For the entries below, report the number of lines where the string "much" appears, and only that number.

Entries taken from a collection
· · · · ·

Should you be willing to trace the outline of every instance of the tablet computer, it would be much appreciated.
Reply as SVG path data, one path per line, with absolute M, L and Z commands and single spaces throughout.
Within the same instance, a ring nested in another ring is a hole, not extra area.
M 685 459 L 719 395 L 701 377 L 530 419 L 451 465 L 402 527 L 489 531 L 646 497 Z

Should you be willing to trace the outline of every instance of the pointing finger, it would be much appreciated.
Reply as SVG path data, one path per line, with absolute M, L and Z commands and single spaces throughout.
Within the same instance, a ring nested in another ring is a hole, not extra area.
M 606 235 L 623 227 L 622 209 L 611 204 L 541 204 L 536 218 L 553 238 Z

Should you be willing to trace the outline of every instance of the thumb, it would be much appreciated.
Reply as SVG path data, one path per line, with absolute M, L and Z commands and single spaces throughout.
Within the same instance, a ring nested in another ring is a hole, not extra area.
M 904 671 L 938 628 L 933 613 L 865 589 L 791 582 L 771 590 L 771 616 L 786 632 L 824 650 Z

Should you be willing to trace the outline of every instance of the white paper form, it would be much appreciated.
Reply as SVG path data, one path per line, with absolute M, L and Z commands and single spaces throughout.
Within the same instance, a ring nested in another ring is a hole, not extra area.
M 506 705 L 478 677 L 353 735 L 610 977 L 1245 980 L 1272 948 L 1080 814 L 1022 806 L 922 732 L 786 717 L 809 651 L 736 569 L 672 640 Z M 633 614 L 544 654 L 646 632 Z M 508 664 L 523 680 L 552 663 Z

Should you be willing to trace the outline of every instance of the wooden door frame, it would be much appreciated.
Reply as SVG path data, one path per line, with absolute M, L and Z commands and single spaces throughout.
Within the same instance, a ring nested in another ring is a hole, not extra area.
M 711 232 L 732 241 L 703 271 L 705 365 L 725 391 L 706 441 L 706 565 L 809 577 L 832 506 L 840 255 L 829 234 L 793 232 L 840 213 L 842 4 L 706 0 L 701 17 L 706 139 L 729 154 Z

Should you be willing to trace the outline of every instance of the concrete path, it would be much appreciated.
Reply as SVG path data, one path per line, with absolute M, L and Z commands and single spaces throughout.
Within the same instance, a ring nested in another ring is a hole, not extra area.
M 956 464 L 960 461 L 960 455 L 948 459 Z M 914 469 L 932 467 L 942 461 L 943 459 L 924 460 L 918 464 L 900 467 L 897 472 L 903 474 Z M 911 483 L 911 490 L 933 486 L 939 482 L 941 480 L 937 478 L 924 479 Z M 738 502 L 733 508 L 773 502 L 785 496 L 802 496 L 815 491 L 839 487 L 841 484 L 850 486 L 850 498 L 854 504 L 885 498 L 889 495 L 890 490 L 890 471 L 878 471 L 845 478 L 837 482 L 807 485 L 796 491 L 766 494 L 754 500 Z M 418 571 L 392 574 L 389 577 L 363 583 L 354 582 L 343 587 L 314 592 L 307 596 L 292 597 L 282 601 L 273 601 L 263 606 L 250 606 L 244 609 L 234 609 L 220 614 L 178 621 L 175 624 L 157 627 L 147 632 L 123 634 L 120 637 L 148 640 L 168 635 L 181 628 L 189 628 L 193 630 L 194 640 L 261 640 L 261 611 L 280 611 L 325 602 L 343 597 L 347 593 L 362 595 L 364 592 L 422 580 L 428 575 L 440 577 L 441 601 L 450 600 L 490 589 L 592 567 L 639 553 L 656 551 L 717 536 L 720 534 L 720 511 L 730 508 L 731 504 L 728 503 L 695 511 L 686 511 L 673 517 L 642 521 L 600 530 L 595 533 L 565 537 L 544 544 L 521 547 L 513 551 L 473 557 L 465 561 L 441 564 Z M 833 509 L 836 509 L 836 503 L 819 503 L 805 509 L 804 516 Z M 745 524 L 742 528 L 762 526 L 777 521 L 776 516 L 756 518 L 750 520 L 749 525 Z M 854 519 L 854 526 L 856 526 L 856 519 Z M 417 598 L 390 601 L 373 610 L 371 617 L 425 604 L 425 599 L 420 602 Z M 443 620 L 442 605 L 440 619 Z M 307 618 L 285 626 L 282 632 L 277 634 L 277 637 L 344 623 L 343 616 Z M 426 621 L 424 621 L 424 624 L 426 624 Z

· · · · ·

* [SOLUTION FOR THIS EXERCISE]
6